Location annotation dataset excerpts
-.-.-

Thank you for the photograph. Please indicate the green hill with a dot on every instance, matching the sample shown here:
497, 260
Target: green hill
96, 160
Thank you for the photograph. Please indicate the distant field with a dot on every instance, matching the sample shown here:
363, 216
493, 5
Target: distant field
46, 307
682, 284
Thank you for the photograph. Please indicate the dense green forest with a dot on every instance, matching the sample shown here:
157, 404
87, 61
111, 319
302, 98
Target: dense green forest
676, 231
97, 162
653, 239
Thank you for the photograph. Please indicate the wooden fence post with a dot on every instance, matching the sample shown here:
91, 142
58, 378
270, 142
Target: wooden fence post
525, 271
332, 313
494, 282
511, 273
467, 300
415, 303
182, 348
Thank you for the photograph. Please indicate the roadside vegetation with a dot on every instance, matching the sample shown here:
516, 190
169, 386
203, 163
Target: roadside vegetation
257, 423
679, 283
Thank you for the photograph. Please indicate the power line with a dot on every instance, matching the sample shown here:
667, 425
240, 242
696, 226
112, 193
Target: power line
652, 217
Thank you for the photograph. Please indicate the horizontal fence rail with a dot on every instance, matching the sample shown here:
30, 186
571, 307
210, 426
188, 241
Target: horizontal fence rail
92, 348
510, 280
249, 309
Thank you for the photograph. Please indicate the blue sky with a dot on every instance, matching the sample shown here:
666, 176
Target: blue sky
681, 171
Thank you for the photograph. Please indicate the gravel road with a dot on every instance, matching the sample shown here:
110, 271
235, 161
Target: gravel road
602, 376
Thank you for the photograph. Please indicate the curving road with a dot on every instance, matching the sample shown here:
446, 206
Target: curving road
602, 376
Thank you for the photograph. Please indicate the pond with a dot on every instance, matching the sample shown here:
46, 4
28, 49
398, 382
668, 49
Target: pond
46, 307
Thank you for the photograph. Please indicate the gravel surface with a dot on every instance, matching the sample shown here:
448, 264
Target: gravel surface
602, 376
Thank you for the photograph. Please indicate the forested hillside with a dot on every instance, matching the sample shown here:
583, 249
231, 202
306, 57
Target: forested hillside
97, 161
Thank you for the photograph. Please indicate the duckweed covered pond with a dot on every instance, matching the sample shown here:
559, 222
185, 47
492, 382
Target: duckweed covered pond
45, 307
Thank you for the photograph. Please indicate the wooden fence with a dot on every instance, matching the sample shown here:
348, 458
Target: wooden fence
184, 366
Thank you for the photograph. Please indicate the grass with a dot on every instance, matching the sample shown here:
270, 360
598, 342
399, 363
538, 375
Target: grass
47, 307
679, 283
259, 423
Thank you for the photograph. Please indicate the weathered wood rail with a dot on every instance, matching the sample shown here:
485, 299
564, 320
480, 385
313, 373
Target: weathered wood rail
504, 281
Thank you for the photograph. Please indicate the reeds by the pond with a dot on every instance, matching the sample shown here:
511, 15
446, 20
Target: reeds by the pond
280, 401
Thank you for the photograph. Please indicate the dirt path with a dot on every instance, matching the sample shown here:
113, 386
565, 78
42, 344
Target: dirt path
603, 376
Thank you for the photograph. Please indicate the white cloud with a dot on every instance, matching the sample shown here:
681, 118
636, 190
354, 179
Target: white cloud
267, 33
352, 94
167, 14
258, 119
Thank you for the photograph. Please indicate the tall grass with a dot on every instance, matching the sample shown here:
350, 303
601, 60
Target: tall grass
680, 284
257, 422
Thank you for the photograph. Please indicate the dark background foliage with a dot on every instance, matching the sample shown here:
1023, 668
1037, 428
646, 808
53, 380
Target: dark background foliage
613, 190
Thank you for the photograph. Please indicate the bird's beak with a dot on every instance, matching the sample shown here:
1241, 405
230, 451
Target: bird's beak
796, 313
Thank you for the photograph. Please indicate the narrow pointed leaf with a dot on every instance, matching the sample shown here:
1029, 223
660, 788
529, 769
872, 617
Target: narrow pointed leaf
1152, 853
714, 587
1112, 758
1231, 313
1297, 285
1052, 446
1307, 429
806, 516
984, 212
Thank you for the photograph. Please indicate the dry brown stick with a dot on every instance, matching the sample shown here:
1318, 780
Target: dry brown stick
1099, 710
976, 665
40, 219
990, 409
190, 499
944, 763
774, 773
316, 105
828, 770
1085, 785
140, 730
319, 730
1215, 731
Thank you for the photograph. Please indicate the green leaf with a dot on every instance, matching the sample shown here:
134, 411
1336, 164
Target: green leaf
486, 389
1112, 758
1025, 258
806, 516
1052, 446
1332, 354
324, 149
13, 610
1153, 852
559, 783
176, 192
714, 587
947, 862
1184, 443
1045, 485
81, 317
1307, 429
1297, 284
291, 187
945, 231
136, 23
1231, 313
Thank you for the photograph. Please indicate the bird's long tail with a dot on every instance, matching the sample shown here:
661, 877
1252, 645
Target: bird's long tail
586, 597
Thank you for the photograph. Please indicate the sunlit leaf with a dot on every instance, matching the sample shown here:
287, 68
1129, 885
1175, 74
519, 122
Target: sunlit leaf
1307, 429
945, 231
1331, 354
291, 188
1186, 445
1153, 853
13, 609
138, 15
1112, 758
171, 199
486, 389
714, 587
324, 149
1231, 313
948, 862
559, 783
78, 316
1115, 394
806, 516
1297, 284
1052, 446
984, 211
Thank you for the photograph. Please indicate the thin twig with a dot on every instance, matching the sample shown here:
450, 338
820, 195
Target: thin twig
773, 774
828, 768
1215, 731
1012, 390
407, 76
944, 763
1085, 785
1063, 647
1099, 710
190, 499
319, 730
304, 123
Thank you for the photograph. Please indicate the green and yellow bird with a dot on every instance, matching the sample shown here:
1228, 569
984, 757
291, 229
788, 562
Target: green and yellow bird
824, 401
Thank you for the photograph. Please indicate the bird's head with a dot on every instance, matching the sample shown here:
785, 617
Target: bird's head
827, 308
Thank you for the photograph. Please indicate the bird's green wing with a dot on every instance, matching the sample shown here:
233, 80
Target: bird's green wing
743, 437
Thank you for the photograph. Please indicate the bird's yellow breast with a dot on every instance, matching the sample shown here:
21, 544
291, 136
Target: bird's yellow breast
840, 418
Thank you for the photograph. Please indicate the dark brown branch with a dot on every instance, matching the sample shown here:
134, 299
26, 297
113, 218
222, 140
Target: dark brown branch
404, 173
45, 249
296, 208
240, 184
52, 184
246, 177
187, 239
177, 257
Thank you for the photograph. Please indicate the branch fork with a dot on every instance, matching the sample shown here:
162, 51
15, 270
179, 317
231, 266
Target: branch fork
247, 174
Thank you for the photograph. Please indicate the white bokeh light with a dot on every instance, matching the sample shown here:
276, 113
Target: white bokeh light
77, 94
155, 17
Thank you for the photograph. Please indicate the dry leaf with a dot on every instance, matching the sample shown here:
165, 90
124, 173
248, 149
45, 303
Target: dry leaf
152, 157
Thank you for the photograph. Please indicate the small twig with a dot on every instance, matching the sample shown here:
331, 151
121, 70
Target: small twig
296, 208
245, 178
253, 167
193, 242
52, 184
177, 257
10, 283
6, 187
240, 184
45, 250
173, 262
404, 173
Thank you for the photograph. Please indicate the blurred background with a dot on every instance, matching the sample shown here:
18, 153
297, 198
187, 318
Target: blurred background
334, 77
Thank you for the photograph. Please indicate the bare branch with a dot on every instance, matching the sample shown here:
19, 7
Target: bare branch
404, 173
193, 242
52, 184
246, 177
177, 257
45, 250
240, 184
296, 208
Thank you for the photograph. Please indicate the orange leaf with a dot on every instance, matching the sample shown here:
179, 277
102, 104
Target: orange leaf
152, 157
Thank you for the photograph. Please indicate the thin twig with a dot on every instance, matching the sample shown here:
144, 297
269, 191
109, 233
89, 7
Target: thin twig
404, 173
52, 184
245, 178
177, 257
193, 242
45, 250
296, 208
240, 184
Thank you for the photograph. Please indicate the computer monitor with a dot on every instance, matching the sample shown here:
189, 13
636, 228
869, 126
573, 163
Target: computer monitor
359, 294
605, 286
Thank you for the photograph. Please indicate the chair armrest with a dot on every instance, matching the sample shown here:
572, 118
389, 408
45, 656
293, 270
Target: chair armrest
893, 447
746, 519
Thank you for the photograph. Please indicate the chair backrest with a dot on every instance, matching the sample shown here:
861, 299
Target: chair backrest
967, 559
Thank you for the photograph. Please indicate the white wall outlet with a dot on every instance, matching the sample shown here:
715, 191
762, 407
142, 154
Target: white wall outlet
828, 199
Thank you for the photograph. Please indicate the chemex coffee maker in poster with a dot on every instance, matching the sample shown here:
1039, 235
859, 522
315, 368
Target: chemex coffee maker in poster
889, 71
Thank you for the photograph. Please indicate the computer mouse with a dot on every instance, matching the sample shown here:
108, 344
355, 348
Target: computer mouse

-.-.-

[Objective] From the line containing "Thank you for the photograph. Please indicate the bare" through the closing line of the material above, return every line exactly and omit all others.

[Written answer]
Thank you for the photograph. Please indicate the bare branch with a dot on every instance, matching the sample shown here:
19, 7
Target: bare branch
404, 173
193, 242
52, 184
246, 177
177, 257
45, 250
240, 184
296, 208
Thank you for the photograph. Please indicate the orange leaf with a dot on every instance, matching the sample shown here:
179, 277
102, 104
Target: orange leaf
152, 157
Thank you for the photograph. Please indicate the thin twig with a dot on every instance, matching the sample shown here:
144, 297
269, 191
109, 233
89, 7
Target: thin twig
404, 173
52, 184
245, 178
177, 257
193, 242
45, 250
296, 208
240, 184
Thank you for the photograph. Please indicate the computer monitor with a dot on every instance, matching the sample shown here:
189, 13
636, 228
869, 126
573, 163
Target: computer monitor
359, 294
605, 286
Thank you for the photograph. Please indicate the chair armrest with a dot on every instance, matching the sample shown here:
572, 118
389, 408
45, 656
293, 270
Target: chair armrest
893, 447
746, 519
Thank you for the photograph. Please indicate the chair backrest with a dot on every instance, matching the sample shown here:
861, 299
Target: chair backrest
967, 559
Thank you for the photograph. Please indicate the white wall outlet with a dot on every instance, matching the sample shown here:
715, 191
762, 407
142, 154
Target: white wall outlet
828, 199
Thank you for the photograph. Please indicate the chemex coffee maker in poster with a dot on every instance, matching the sample shown here:
1039, 235
859, 522
315, 368
Target: chemex coffee maker in poster
889, 71
Thank you for the photograph. Please indicate the computer mouse with a dot on every instance, matching the sample shown here:
108, 344
355, 348
Target: computer mouse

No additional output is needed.